> Exercise details: The listing below should be written out exactly; please include all of it.

> Extracted entries:
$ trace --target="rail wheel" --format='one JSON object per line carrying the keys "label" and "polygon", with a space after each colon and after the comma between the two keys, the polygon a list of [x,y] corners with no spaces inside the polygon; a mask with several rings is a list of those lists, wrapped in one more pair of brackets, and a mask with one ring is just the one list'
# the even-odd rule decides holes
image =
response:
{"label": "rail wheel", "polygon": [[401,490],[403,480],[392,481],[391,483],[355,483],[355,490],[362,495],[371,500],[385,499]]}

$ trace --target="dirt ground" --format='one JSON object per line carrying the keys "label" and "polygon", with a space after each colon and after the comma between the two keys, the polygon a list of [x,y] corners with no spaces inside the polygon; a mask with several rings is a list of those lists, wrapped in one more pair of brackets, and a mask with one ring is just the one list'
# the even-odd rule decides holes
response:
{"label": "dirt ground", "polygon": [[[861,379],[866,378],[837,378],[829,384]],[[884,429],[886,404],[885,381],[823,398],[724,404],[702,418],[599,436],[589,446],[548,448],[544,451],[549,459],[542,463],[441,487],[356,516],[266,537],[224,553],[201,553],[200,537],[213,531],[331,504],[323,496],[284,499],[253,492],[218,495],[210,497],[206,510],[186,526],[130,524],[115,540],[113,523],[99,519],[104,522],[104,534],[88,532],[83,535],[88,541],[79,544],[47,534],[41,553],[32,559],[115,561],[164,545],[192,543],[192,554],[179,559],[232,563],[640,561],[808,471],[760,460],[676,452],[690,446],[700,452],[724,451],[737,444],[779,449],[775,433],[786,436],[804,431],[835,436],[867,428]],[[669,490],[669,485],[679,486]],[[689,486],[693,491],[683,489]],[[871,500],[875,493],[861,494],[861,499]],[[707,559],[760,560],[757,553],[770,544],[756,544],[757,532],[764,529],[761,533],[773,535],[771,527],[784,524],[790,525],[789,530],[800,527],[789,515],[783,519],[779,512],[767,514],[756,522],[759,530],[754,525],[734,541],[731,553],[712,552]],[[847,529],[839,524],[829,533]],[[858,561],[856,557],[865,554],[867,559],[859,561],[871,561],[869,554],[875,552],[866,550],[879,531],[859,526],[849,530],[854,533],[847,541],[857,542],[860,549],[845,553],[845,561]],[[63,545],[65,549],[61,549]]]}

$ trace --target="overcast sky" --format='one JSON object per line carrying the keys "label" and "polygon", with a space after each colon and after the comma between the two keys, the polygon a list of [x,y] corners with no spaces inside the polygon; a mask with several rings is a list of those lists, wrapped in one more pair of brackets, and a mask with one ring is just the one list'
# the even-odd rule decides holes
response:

> Task solution:
$ trace --target="rail wheel" --format='one JSON object per line carrying the keys "label" and "polygon", with a space after each colon and after the comma between the two keys, the polygon a list of [x,y] corners with no spaces inside the polygon; a mask with several rings is a list of those lists, wrapped in one more pair of brackets, and a mask with one ring is just the one list'
# the even-odd rule decides holes
image =
response:
{"label": "rail wheel", "polygon": [[401,490],[403,480],[392,481],[391,483],[355,483],[355,490],[362,495],[371,500],[385,499]]}

$ trace --target="dirt ground" --format='one JSON object per line carrying the keys "label" and "polygon", with a space after each colon and after the comma between the two keys, the polygon a list of [x,y] corners with no spaces inside the polygon; a mask with several rings is a list of those lists, wrapped in one more pair of brackets, and a mask with one ring is just the one list'
# the even-odd rule decides holes
response:
{"label": "dirt ground", "polygon": [[[861,379],[866,378],[837,378],[829,384]],[[884,429],[886,404],[885,381],[823,398],[724,404],[702,418],[599,436],[589,446],[548,448],[544,451],[549,459],[542,463],[441,487],[356,516],[266,537],[224,553],[201,553],[200,537],[213,531],[331,504],[323,496],[284,499],[253,492],[218,495],[210,497],[206,510],[186,526],[130,524],[115,540],[113,523],[99,519],[104,522],[104,534],[88,532],[83,535],[88,541],[79,544],[47,534],[41,553],[32,559],[115,561],[164,545],[192,543],[192,554],[179,559],[232,563],[640,561],[808,471],[760,460],[676,452],[690,446],[700,452],[724,451],[737,444],[779,449],[775,433],[786,436],[804,431],[835,436],[867,428]],[[669,490],[669,485],[679,486]],[[689,486],[693,491],[683,489]],[[871,500],[875,493],[861,494],[861,499]],[[707,559],[760,560],[757,553],[770,544],[756,544],[757,532],[764,529],[761,533],[773,535],[771,527],[784,524],[790,525],[789,530],[800,527],[789,515],[783,519],[779,512],[767,514],[756,522],[759,530],[754,525],[734,541],[731,553],[712,552]],[[847,529],[839,524],[829,533]],[[858,561],[856,557],[865,554],[867,559],[859,561],[871,561],[869,554],[875,552],[866,550],[879,531],[859,526],[849,530],[854,533],[847,541],[857,542],[860,549],[845,553],[845,561]],[[63,545],[65,549],[61,549]]]}

$ trace --target="overcast sky" --format='one JSON object per line carrying the keys "label" and "polygon", with a space after each colon and after the comma between the two keys, the polygon a list of [x,y] corners with no spaces inside the polygon; a mask with several rings is a list of those lists, wrapped in one more pair of brackets, and a mask with one ring is just the one list'
# the even-odd rule decides holes
response:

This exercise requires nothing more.